■ **Exercise aim**
Can you rewrite the rows below with "photograph" changed to "image", leaving everything else as it is?

■ **Provided records**
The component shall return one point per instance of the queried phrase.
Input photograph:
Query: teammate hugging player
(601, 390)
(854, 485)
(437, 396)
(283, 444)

■ **Result of this exercise**
The component shall return one point per instance of the queried phrase.
Input image:
Query: teammate hugging player
(601, 390)
(854, 485)
(437, 396)
(283, 444)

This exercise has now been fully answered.